_Le consegne_.
**1.** Rispondi a queste domande sul testo sulla disparità di genere nel lavoro:
(a) Quanto guadagnano in meno, in media, le donne nell'UE rispetto agli uomini?
(b) Quante ore settimanali in più dedicano le donne al lavoro di cura rispetto agli uomini?
(c) Su richiesta di quale commissione è stato commissionato il rapporto?
**2.** Le seguenti affermazioni concordano con il testo sulla disparità di genere nel lavoro? Per ciascuna rispondi sì o no e cita le parole del testo che lo stabiliscono.
(a) Nel tempo il divario retributivo porta a pensioni più basse del 25% per le donne.
(b) Il divario retributivo supera il 18% in tutti gli Stati membri.
(c) Le donne rappresentano più della metà della forza lavoro dell'Unione.

Un rapporto del Parlamento europeo denuncia il legame tra disparità economiche, carichi di cura e benessere psicologico femminile. Dalla precarietà digitale ai rischi psicosociali, servono riforme strutturali e un approccio integrato tra parità, salute e lavoro.
Le donne europee, pur rappresentando quasi la metà della forza lavoro dell’Unione, continuano a scontare disuguaglianze profonde e persistenti. Secondo un nuovo rapporto commissionato dal Parlamento europeo su richiesta della Commissione FEMM (Diritti delle donne e uguaglianza di genere), il prezzo della disparità di genere nel lavoro non si misura solo in euro, ma anche in salute mentale.
Tra i gap di genere più significativi troviamo ancora quello retributivo: in media, nell’UE le donne guadagnano il 12% in meno degli uomini, un divario che supera il 18% in alcuni Stati membri e che, nel tempo, si traduce in pensioni più basse del 25% per le donne.
A queste disuguaglianze si somma il peso del lavoro di cura non retribuito, che resta fortemente squilibrato: le donne dedicano 13 ore settimanali in più rispetto agli uomini alla cura di figli, anziani o familiari non autosufficienti. Un carico che riduce il tempo disponibile per il lavoro retribuito, va ad alimentare il part-time involontario e limita le opportunità di carriera.
Dietro le cifre ci sono cause strutturali note, ma mai superate, ossia: la segregazione occupazionale, la disistima del lavoro femminile (soprattutto nei settori dell’assistenza, dell’istruzione e del commercio) e un modello culturale ancora basato sul “breadwinner”, che vede l’uomo come principale portatore di reddito in famiglia.

_Dati forniti_.
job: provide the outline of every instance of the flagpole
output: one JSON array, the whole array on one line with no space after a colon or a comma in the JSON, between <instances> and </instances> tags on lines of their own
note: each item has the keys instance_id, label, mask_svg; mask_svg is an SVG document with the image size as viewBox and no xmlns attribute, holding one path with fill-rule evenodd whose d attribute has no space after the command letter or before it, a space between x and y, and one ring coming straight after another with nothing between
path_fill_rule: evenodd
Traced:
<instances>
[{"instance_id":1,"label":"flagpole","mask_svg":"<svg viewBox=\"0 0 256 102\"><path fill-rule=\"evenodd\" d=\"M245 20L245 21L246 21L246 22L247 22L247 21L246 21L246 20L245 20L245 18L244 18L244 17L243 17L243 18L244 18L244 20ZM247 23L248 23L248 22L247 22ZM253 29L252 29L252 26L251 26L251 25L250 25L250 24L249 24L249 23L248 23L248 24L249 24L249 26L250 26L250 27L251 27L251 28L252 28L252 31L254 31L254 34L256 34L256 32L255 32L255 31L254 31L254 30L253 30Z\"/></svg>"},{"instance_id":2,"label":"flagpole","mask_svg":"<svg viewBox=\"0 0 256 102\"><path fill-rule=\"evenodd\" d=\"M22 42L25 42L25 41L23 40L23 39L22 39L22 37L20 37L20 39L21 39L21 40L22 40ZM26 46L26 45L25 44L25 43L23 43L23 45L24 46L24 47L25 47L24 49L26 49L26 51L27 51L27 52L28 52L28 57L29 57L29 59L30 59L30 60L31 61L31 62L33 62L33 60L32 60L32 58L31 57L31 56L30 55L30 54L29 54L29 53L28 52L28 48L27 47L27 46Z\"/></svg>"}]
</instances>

---

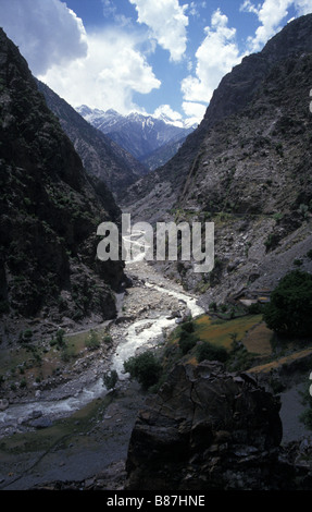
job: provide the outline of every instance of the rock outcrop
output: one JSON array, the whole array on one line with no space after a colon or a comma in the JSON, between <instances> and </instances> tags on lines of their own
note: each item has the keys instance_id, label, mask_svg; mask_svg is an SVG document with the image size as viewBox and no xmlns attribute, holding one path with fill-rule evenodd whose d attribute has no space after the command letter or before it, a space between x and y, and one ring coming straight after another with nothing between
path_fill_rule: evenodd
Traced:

_Risposte finali_.
**1.**
(a) Il 12% in meno.
(b) 13 ore settimanali in più.
(c) La Commissione FEMM (Diritti delle donne e uguaglianza di genere).

**2.**
(a) Sì: «si traduce in pensioni più basse del 25% per le donne»
(b) No: «un divario che supera il 18% in alcuni Stati membri»
(c) No: «pur rappresentando quasi la metà della forza lavoro dell’Unione»